State only how many lines below include the string "vase".
** Opening SUPPLIED MATERIAL block **
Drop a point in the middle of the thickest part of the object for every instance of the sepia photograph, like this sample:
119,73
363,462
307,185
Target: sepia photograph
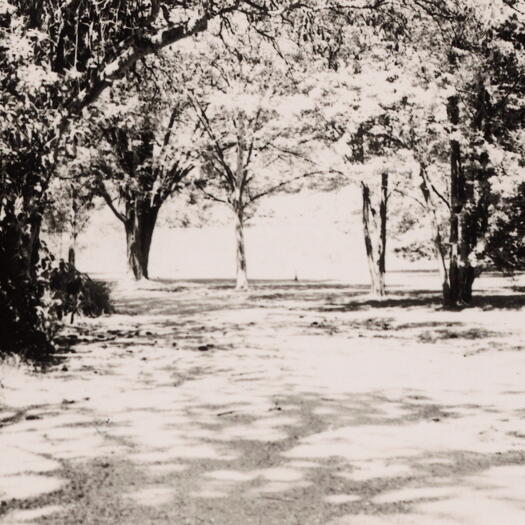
262,262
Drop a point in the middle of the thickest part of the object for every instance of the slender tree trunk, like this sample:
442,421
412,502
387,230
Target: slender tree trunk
139,233
240,257
383,215
71,254
375,236
439,246
461,273
32,246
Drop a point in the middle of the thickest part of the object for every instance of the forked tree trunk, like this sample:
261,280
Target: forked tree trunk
139,233
375,236
240,253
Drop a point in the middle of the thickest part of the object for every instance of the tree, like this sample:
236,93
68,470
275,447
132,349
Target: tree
479,66
147,153
248,119
57,58
359,116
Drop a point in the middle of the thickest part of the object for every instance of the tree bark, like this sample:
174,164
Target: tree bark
240,253
139,228
439,246
72,251
461,273
383,214
375,236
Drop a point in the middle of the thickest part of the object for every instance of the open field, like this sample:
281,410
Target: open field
293,404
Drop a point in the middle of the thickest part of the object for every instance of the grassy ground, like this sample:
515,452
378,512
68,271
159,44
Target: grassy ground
292,404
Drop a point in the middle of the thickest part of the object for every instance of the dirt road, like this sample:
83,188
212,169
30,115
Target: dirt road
293,404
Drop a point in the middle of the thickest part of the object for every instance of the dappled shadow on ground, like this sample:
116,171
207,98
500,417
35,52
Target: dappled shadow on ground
428,298
198,407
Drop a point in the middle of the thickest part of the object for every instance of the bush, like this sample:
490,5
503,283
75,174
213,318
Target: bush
76,293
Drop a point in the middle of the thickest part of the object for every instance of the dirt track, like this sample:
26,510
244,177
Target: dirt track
296,404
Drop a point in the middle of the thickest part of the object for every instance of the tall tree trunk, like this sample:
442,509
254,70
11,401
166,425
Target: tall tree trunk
383,215
439,246
72,251
375,236
139,232
240,253
461,272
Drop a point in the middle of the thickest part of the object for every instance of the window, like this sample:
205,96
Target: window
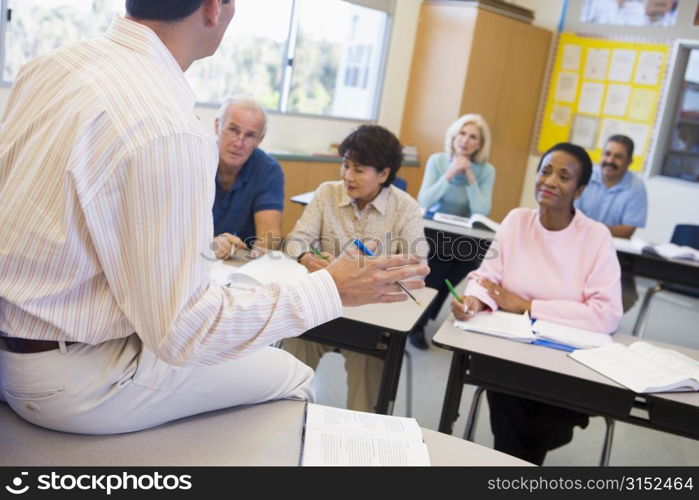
319,57
337,59
681,159
38,26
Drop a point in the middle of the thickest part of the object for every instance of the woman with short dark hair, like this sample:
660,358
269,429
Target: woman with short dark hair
557,265
364,205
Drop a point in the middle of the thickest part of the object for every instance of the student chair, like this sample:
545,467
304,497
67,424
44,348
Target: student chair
400,183
683,235
473,415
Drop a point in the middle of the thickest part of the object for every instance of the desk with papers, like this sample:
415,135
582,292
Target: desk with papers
378,330
550,376
267,434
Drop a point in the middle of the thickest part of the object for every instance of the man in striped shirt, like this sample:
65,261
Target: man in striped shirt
109,322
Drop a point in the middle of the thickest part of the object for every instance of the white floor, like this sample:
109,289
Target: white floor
673,319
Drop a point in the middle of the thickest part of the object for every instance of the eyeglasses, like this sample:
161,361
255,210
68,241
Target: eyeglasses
234,134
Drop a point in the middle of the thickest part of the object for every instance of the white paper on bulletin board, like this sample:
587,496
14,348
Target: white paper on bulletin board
599,87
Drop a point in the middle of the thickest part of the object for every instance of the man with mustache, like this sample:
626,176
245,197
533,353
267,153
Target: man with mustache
617,198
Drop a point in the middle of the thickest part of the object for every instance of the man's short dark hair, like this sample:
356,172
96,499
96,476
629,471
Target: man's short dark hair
579,153
162,10
374,146
624,141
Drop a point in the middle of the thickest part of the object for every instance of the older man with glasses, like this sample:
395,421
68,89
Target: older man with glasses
249,183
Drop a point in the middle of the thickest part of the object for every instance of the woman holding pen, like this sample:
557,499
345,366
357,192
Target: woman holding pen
558,265
364,205
457,181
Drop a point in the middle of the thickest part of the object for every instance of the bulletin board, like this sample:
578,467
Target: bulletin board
600,87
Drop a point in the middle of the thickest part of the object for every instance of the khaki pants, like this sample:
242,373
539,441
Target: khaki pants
120,386
363,372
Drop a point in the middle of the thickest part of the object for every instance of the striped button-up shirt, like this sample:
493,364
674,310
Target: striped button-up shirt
106,189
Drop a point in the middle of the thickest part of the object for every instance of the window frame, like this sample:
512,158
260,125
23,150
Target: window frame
670,102
286,63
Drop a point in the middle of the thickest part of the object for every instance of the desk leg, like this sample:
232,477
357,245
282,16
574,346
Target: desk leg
391,373
452,396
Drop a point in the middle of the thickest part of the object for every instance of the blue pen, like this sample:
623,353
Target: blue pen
553,345
368,252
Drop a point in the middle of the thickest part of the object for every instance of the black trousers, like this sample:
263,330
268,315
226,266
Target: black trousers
527,429
451,257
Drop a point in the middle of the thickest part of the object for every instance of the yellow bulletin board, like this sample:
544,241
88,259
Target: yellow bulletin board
601,87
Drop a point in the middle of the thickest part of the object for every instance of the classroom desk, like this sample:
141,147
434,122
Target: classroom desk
378,330
267,434
631,259
675,271
550,376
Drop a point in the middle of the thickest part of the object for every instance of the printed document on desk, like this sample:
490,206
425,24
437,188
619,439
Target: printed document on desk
273,267
643,367
339,437
500,324
672,251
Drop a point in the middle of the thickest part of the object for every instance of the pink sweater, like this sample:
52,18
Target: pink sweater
572,276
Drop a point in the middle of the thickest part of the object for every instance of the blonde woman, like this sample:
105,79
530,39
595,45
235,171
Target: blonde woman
457,181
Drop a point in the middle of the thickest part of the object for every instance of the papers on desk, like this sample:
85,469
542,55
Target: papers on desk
476,221
672,251
338,437
519,327
664,250
643,367
273,267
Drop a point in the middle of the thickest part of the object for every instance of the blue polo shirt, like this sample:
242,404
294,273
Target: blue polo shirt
624,203
259,186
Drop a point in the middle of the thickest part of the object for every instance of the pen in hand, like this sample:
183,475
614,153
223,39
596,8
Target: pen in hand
317,252
368,252
453,291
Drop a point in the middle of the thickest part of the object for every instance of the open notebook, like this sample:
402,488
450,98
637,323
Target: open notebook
520,328
338,437
672,251
643,367
476,221
273,267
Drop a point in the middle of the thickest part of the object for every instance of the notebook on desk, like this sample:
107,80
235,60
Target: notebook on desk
643,367
476,221
338,437
672,251
273,267
521,328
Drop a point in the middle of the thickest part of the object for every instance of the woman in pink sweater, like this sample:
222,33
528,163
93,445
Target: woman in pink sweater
558,265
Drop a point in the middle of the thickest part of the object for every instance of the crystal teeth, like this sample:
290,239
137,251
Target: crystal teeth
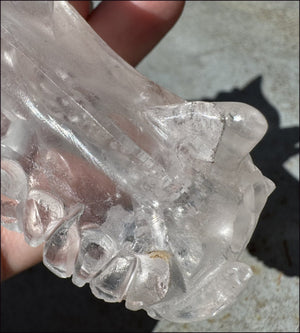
145,196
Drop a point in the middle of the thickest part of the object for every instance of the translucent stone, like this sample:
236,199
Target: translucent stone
42,213
145,196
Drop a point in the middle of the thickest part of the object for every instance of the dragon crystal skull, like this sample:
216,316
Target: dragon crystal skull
145,196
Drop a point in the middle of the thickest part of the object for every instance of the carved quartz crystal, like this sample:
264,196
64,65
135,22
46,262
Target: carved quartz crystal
147,197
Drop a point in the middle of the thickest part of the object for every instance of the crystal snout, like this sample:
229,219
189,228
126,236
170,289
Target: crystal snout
148,198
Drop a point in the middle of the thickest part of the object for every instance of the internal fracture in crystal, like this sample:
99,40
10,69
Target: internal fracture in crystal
145,196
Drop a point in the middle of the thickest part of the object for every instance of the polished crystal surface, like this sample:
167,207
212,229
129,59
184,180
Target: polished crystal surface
145,196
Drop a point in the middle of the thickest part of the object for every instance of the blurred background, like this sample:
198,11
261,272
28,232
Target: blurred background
246,51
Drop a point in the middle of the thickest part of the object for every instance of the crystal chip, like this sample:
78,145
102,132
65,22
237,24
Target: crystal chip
145,196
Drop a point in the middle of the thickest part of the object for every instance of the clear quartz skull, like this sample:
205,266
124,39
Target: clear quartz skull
145,196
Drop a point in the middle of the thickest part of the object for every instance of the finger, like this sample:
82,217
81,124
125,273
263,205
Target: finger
83,7
16,254
133,28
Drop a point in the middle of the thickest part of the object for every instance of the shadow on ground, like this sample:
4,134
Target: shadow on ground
276,237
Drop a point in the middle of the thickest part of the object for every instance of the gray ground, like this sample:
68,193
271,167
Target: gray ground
219,50
248,51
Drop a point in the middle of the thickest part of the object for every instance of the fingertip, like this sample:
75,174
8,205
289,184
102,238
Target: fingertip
133,28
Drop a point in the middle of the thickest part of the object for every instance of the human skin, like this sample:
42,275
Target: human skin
132,29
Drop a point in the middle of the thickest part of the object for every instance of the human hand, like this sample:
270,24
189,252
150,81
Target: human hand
132,29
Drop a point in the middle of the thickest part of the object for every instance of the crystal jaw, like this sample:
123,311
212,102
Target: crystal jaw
145,196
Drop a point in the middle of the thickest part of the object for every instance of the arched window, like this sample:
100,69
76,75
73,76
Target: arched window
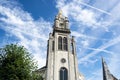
63,74
65,46
60,43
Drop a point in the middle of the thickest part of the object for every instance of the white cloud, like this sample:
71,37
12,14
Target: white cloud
30,33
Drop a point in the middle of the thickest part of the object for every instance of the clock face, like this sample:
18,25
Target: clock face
63,60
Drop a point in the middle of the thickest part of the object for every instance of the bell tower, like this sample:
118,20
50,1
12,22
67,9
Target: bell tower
61,52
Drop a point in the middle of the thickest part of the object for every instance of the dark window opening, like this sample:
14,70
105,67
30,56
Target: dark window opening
63,74
65,44
60,43
53,44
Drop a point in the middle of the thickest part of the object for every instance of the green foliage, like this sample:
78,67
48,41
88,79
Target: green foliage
16,63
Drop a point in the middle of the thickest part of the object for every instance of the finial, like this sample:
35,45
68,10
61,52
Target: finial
60,13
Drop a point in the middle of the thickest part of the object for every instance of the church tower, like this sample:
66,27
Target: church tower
61,52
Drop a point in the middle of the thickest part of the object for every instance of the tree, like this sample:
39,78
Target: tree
16,63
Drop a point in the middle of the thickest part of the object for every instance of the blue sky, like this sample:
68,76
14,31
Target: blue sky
94,23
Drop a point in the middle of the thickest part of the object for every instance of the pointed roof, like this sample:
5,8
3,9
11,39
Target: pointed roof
60,14
106,73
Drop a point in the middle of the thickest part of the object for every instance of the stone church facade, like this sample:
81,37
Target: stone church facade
61,63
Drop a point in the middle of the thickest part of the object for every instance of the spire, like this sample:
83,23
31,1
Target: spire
60,14
106,73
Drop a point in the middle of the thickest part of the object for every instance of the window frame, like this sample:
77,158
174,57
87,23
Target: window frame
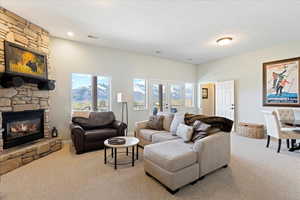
110,92
182,93
193,95
146,95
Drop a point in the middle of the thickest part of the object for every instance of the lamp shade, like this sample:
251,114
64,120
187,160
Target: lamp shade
121,97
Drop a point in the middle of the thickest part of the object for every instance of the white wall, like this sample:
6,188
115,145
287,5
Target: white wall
207,106
69,57
246,69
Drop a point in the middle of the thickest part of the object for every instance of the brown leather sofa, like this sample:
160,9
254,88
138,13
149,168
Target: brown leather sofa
90,133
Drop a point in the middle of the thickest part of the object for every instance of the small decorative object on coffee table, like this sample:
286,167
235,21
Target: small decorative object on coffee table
115,143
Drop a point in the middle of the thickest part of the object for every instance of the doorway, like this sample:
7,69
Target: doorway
217,99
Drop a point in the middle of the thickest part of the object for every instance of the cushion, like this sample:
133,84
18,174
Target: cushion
168,118
178,119
155,122
147,134
162,137
101,118
185,132
100,134
95,120
201,130
172,155
199,135
200,126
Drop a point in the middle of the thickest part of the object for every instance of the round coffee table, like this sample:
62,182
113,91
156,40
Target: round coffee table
130,142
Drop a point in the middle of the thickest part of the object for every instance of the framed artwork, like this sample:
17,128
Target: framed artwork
281,83
25,62
204,93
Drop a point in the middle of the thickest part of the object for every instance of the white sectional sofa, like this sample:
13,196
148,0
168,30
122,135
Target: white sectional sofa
175,163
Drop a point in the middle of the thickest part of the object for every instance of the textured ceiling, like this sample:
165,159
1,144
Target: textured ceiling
184,30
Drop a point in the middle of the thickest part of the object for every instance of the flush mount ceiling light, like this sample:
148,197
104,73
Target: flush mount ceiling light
224,41
93,37
70,34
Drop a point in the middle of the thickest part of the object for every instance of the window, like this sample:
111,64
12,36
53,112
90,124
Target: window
90,93
176,96
103,93
81,92
189,95
139,94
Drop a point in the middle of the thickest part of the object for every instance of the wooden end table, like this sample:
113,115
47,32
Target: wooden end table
130,142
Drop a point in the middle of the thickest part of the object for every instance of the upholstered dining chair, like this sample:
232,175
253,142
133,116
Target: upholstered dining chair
297,115
285,114
275,130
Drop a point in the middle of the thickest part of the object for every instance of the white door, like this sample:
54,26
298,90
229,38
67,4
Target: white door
225,106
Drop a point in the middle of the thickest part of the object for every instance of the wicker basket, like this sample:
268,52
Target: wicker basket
251,130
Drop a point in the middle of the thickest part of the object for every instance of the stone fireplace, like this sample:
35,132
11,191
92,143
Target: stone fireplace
22,127
28,97
24,111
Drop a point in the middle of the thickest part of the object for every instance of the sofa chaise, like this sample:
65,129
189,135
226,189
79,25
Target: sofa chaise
175,163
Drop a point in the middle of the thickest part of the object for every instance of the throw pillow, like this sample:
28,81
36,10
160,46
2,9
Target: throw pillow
178,119
201,130
185,132
155,122
200,126
168,118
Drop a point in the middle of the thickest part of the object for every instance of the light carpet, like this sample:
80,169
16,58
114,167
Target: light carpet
255,173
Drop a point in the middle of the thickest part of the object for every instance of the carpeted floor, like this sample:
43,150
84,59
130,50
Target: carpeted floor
255,173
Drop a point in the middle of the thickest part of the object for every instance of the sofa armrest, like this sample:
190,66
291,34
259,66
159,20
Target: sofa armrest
78,138
138,126
213,152
120,126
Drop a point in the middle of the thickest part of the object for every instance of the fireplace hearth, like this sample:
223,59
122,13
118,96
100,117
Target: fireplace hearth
22,127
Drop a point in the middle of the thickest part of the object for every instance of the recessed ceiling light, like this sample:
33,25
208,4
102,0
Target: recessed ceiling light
71,34
224,41
93,37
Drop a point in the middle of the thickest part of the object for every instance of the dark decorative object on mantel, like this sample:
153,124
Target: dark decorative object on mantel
54,132
23,65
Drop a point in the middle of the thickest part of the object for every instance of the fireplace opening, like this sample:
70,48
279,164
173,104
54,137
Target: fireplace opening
22,127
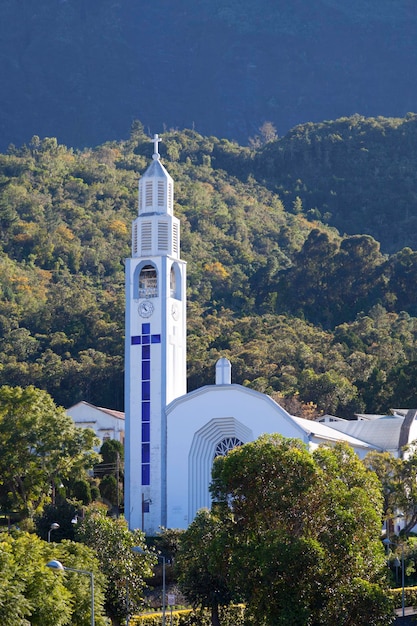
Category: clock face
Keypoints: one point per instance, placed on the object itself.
(175, 312)
(145, 308)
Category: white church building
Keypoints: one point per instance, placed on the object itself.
(171, 436)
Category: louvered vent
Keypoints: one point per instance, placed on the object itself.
(163, 236)
(135, 239)
(175, 239)
(148, 194)
(170, 196)
(161, 193)
(146, 239)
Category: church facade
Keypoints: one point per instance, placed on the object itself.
(171, 436)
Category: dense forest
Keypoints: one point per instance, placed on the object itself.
(301, 262)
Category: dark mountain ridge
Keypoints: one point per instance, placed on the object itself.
(83, 72)
(301, 311)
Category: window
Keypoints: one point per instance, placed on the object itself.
(227, 444)
(148, 282)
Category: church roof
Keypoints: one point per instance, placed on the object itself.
(156, 170)
(383, 433)
(327, 433)
(117, 414)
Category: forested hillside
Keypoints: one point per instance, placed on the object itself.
(300, 310)
(83, 70)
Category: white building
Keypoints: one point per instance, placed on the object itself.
(173, 437)
(106, 423)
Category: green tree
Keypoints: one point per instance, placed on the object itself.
(399, 480)
(32, 593)
(204, 573)
(38, 444)
(125, 571)
(304, 527)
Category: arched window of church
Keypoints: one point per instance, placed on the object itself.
(227, 444)
(172, 282)
(175, 281)
(148, 282)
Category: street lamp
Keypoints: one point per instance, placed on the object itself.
(54, 526)
(139, 550)
(387, 542)
(57, 565)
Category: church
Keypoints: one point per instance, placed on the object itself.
(171, 436)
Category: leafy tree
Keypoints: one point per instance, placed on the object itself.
(32, 593)
(38, 443)
(303, 527)
(399, 480)
(125, 571)
(204, 573)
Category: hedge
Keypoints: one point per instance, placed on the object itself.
(230, 616)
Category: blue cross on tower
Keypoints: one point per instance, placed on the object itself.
(145, 340)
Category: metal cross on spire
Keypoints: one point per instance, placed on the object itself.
(156, 140)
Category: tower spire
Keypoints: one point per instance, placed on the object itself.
(156, 156)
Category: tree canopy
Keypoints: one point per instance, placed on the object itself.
(298, 531)
(39, 445)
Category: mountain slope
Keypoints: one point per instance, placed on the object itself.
(83, 71)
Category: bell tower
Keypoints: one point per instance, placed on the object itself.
(155, 345)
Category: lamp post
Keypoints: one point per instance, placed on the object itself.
(54, 526)
(387, 542)
(57, 565)
(139, 550)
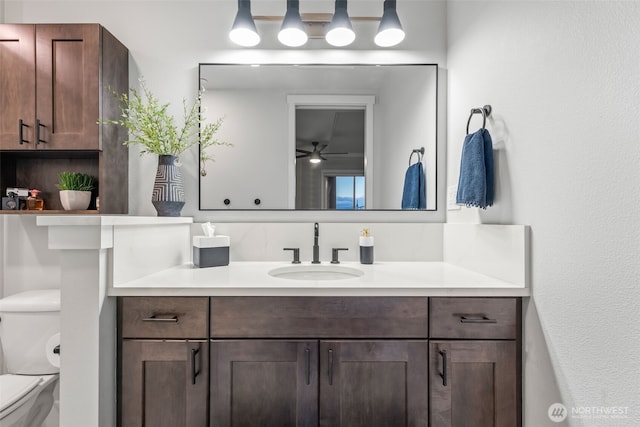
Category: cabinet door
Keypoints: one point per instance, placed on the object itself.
(67, 76)
(265, 383)
(374, 383)
(17, 86)
(164, 383)
(474, 384)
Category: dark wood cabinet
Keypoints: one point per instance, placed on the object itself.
(18, 84)
(473, 384)
(327, 383)
(164, 362)
(475, 362)
(374, 383)
(55, 84)
(266, 383)
(165, 383)
(314, 361)
(358, 361)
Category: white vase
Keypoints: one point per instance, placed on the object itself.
(73, 200)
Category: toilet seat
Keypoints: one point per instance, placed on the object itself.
(17, 389)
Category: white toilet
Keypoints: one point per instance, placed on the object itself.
(29, 330)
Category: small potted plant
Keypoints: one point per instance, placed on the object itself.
(150, 125)
(75, 190)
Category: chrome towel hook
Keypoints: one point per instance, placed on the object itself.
(485, 111)
(419, 152)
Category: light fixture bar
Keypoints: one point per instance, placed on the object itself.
(322, 18)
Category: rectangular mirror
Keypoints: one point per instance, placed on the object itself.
(321, 137)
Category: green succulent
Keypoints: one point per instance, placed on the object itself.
(150, 125)
(75, 181)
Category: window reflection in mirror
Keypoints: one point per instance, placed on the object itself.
(274, 141)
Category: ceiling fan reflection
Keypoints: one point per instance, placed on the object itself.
(315, 156)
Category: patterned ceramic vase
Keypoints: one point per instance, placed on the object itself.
(168, 190)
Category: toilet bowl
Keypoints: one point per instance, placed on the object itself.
(26, 400)
(29, 326)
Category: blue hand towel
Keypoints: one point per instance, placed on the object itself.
(414, 195)
(475, 186)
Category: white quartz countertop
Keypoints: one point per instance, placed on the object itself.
(380, 279)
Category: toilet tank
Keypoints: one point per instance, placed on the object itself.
(28, 321)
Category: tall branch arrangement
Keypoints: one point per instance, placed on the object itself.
(150, 125)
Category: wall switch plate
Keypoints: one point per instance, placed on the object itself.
(452, 191)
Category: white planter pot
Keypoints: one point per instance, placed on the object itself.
(75, 200)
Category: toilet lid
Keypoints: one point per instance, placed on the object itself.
** Closing SUPPLIED MATERIAL block **
# ANSWER TO THIS EXERCISE
2